**PROBLEM STATEMENT:** Exact reproduction required: print each line of the material below.

**EXCERPTED DATA:**

------

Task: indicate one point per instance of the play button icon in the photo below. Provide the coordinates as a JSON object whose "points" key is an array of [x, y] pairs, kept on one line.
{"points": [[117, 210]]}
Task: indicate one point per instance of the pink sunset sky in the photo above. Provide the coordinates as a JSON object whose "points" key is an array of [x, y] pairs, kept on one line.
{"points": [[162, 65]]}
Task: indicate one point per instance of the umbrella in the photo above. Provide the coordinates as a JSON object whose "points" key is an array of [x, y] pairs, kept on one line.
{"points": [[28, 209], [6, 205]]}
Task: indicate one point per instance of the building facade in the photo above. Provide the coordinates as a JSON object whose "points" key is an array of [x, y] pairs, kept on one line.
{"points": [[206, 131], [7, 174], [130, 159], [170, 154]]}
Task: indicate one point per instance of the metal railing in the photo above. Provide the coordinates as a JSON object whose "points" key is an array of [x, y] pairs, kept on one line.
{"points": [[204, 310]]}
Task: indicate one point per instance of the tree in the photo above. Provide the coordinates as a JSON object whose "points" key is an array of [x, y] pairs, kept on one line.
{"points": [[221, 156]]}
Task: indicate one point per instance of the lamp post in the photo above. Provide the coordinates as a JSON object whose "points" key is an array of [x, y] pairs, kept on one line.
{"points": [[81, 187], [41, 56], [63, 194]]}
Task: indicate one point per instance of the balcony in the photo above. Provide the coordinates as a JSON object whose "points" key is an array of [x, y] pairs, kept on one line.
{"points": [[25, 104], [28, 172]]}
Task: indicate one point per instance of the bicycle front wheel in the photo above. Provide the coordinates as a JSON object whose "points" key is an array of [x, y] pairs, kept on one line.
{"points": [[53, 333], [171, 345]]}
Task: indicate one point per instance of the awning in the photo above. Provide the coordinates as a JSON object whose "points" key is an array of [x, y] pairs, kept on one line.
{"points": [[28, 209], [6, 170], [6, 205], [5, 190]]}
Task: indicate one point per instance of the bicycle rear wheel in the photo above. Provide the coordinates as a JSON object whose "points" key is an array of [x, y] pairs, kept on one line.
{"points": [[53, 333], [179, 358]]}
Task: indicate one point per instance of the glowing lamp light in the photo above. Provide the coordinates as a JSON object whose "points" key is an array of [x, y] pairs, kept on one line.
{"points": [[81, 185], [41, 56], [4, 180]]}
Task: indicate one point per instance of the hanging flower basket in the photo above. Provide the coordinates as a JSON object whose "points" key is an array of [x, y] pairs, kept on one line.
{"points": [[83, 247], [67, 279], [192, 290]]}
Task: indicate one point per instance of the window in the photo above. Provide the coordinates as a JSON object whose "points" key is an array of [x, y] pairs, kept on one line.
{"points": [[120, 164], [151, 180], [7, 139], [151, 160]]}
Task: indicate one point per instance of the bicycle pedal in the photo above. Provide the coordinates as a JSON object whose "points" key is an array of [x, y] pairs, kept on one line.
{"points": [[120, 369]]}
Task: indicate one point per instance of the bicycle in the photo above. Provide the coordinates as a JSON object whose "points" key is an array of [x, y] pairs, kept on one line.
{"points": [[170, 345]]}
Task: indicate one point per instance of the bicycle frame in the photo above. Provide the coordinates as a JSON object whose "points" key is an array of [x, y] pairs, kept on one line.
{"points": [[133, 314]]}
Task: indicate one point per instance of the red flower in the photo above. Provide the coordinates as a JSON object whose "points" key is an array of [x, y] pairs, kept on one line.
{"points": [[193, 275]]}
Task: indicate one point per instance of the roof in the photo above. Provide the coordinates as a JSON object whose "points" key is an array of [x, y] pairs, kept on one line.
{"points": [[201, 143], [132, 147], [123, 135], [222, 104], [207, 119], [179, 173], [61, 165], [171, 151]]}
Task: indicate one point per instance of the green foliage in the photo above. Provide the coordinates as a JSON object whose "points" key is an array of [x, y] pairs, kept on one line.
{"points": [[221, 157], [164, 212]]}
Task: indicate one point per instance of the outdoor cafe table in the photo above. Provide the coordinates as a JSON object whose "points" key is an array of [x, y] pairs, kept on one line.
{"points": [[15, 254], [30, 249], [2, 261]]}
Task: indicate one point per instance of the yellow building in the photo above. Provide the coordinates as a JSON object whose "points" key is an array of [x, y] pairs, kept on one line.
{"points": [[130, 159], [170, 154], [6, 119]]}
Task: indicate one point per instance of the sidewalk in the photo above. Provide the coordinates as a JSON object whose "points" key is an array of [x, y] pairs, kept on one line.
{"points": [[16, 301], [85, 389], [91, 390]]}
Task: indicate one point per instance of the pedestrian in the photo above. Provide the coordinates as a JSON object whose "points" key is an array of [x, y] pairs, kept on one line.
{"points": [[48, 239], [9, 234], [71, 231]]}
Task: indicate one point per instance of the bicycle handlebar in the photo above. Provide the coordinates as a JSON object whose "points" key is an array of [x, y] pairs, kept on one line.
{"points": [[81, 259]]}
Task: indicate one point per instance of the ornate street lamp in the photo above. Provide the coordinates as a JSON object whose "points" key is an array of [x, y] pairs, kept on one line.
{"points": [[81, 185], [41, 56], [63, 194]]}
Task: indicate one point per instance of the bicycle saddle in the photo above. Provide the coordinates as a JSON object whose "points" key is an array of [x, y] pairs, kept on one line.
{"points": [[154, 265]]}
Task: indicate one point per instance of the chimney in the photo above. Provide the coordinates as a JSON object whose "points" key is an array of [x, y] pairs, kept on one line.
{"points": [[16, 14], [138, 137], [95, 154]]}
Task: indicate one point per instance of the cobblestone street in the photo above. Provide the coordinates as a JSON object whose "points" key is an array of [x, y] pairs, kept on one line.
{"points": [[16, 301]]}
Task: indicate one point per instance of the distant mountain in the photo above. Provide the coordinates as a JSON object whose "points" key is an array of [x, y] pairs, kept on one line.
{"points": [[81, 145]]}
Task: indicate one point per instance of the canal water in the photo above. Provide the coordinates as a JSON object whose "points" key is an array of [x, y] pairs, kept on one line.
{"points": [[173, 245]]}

------

**RESPONSE:**
Task: indicate one point per instance of the play button icon in the photo below. Provide the coordinates as a JSON object whose "points" key is an array of [x, y] pairs, kept on one line.
{"points": [[117, 210]]}
Task: indicate one point per instance of the pink sunset sky in the photo above. Provide the coordinates as a JSON object whose "points" key is an array of [x, y] pairs, kept on one line.
{"points": [[162, 65]]}
Task: indicate one point per instance of the umbrella in the photo above. Provide the coordinates as a JSON object whose "points" key is an array of [x, y] pairs, kept on one line.
{"points": [[28, 209], [6, 205]]}
Task: indicate one point per instance of the building facade in the photo above. Provide the coordinates as a JSON object whose "points" key is an array of [x, y] pairs, kept on one line.
{"points": [[206, 131], [7, 174], [130, 159], [170, 154]]}
Task: indicate one point per instance of the metal railing in the photo above. Provide the coordinates as a JSON object whose "points" key is an array of [x, y] pairs, kept on one line.
{"points": [[204, 310]]}
Task: indicate one point per instance of the tree in the photo above. Provide the coordinates as a JSON object whose "points" key is an array of [x, y] pairs, kept on one line.
{"points": [[221, 156]]}
Task: indicate one point per instance of the lamp post in the photo above. Provide the coordinates as a JSON object whose "points" key is an array of [x, y] pairs, kept on one line.
{"points": [[81, 187], [41, 56], [63, 194]]}
Task: indicate one point per instance of the balcony in the photo above. Provide the coordinates as a JSON object whose "points" key is an array of [x, y] pairs, kept on one line.
{"points": [[25, 104], [28, 172]]}
Task: indicate one point per instance of the bicycle front wheel in the photo above. Provide the coordinates as a JSON object whose "points" key is an array of [x, y] pairs, kept on one line.
{"points": [[53, 333], [171, 345]]}
Task: indicate one point per instance of the awning in the photo above. Provide the coordinates as a JSON object whose "points" key is an array of [x, y] pairs, kept on one line.
{"points": [[28, 209], [6, 170], [6, 205], [5, 190]]}
Task: indicate one point per instance of the bicycle rear wheel in the photo above. Provide the coordinates as a JSON object whose "points" key is an array of [x, y] pairs, kept on one line.
{"points": [[53, 333], [179, 358]]}
Task: indicate one point per instance of the glowing lamp light in the photo above. Provide the coordinates as a JSON object whose "points" key is an array of [x, y] pairs, kept on one line.
{"points": [[81, 185], [41, 56], [4, 180]]}
Task: indicate one point per instance of the hanging flower basket in the photo above. Provide the coordinates as a JSON object whose "points" key is an array of [x, y] pairs, kept on one line.
{"points": [[83, 247], [67, 279], [192, 290]]}
Task: indicate one point per instance of the window in the photo above. Provide the coordinates as a JSON object whose "points" key is an array of [x, y] pairs, kept on one line.
{"points": [[120, 164], [151, 180], [7, 139], [151, 160]]}
Task: indicate one point per instance of the bicycle pedal in the photo above. Provide the coordinates as a JSON object whose "points" key is an array of [x, y] pairs, kept on one line.
{"points": [[120, 369]]}
Task: indicate one point per instance of the bicycle in the photo above. Provide the coordinates as a JSON object whose "points" key is an array of [x, y] pairs, kept on one line.
{"points": [[170, 345]]}
Task: indicate one point per instance of the bicycle frame in the photo above. Provide the coordinates as a JSON object whose "points" key is an array of [x, y] pairs, kept on one line.
{"points": [[133, 314]]}
Task: indicate one point per instance of the red flower in the photo above. Provide the coordinates as a JSON object whose "points" key is an array of [x, y] pairs, kept on one line.
{"points": [[193, 275]]}
Task: indicate one point per instance of the roof in the photo above. Provide the coordinates as a JSON object whose "points" key is an array of [x, y] pairs, kept on one line.
{"points": [[201, 143], [132, 147], [123, 135], [222, 104], [207, 119], [179, 173], [61, 165], [171, 151]]}
Task: indicate one point per instance of the green foliage in the photo above. Provide the coordinates as a JSON object whose "points" key is an array of [x, y] pairs, kept on one line.
{"points": [[221, 157], [164, 212]]}
Task: indicate one point per instance of the outdoor cafe table in the photo above. Provide the coordinates as a JSON object whose "points" key is an array of [x, y] pairs, kept on one line.
{"points": [[15, 254], [30, 249], [2, 261]]}
Task: indicate one point per instance of the yellow building in the photo above. Provide the coordinates as a JSON object whose "points" key is an array of [x, y] pairs, kept on one line.
{"points": [[130, 159], [170, 154], [6, 119]]}
Task: indicate one point per instance of the sidewalk in the photo above. Provide the coordinates as a JSON object whose "points" key is an array of [x, y] pairs, kept on one line.
{"points": [[16, 301], [85, 389], [91, 390]]}
Task: indicate one point per instance of the pedestrian in the photo above. Provide the coordinates as a JSON object whose "points" key is an array of [x, y] pairs, kept on one line.
{"points": [[48, 239], [9, 234], [71, 231]]}
Task: indicate one point per instance of the bicycle handlebar in the photo above. Provide the coordinates as a JSON object whose "points" key is an array of [x, y] pairs, kept on one line.
{"points": [[81, 259]]}
Task: indicate one point per instance of the ornate street lamp in the photo above. Provide the coordinates as a JSON object whose "points" key is an array of [x, y] pairs, kept on one line.
{"points": [[81, 185], [41, 56], [63, 194]]}
Task: indicate one point per instance of the bicycle saddle in the photo above. Provide the coordinates as a JSON object whose "points" key is an array of [x, y] pairs, kept on one line.
{"points": [[154, 265]]}
Task: indicate one point per instance of the chimney in the photo above. Provide the coordinates as a JSON object whose "points" key is an array of [x, y] pairs, kept on one line.
{"points": [[16, 14], [138, 137], [95, 154]]}
Task: indicate one point per instance of the cobblestone street in the photo above. Provide the coordinates as a JSON object whose "points" key is an array of [x, y] pairs, kept on one line.
{"points": [[16, 301]]}
Task: indicate one point per instance of the distant mountain in the photo above. Provide the coordinates as a JSON object whose "points" key is an array of [x, y] pairs, kept on one line.
{"points": [[81, 145]]}
Task: indicate one point per instance of the canal water in the photo above. Provide the coordinates as a JSON object whose "points" key is an array of [x, y] pairs, kept on one line.
{"points": [[173, 245]]}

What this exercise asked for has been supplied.